Quote the data word for word, everything from the line containing "529, row 16." down to the line containing "column 490, row 54", both of those lines included.

GIVEN RECORDS:
<<<<
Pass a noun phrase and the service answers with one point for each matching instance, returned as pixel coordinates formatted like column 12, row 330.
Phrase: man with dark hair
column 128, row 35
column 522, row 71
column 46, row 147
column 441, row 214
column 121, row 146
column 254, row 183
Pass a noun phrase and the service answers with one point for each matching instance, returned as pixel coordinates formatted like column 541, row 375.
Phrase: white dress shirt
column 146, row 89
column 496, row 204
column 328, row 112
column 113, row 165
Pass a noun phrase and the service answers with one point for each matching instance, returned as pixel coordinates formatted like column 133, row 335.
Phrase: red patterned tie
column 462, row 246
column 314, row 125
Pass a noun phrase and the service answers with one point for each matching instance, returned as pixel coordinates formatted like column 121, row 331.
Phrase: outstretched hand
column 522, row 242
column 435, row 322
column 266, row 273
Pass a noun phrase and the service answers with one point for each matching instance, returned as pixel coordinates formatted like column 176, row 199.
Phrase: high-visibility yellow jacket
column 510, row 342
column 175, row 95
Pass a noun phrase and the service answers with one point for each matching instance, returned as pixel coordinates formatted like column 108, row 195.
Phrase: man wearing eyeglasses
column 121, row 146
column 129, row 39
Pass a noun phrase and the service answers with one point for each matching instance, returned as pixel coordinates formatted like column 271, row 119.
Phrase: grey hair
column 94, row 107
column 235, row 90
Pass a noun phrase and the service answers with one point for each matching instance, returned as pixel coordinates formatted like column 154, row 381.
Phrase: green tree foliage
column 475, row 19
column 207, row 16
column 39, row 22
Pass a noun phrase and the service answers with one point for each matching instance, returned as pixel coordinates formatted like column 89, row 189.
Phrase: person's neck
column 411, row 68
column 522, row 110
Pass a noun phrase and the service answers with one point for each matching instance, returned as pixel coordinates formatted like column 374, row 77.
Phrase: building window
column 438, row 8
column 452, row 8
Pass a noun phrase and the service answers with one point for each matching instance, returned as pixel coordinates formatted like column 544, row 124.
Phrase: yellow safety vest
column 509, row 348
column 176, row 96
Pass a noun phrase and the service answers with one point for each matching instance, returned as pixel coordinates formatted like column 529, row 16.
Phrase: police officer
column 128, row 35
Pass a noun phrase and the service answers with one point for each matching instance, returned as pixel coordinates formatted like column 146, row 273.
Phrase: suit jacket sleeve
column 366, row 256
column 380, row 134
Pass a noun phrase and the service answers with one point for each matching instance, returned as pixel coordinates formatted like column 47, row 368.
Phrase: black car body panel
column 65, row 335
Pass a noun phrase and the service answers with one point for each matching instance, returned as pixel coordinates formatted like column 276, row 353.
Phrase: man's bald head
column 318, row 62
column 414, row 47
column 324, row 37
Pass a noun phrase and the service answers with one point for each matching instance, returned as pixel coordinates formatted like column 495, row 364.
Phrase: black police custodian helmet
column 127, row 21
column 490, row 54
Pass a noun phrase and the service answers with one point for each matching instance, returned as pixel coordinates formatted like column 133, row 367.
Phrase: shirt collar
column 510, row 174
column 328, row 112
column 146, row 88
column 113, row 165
>>>>
RESPONSE TO THIS EXERCISE:
Pass a noun phrase and the service answers with one point for each matching instance, returned as pixel coordinates formatted like column 529, row 16.
Phrase: police officer
column 128, row 35
Pass a noun phrase and the service answers with one point for each matching instance, returned as pixel coordinates formatted like column 146, row 273.
Phrase: suit jacket sleeve
column 366, row 256
column 380, row 134
Pass a noun phrase and the service answers with one point for each matching instance, returned as pixel coordinates formatted like column 47, row 368.
Phrase: black car body panel
column 65, row 335
Pass a noun phrase and the service answers with one point for each matching instance, returned as pixel coordinates formatted like column 276, row 353.
Phrase: man's bald head
column 318, row 62
column 414, row 47
column 324, row 37
Pass a noun phrase and the service answers with one point for each matching instance, returned as pixel coordinates formatted like column 495, row 364.
Phrase: black police custodian helmet
column 127, row 21
column 490, row 54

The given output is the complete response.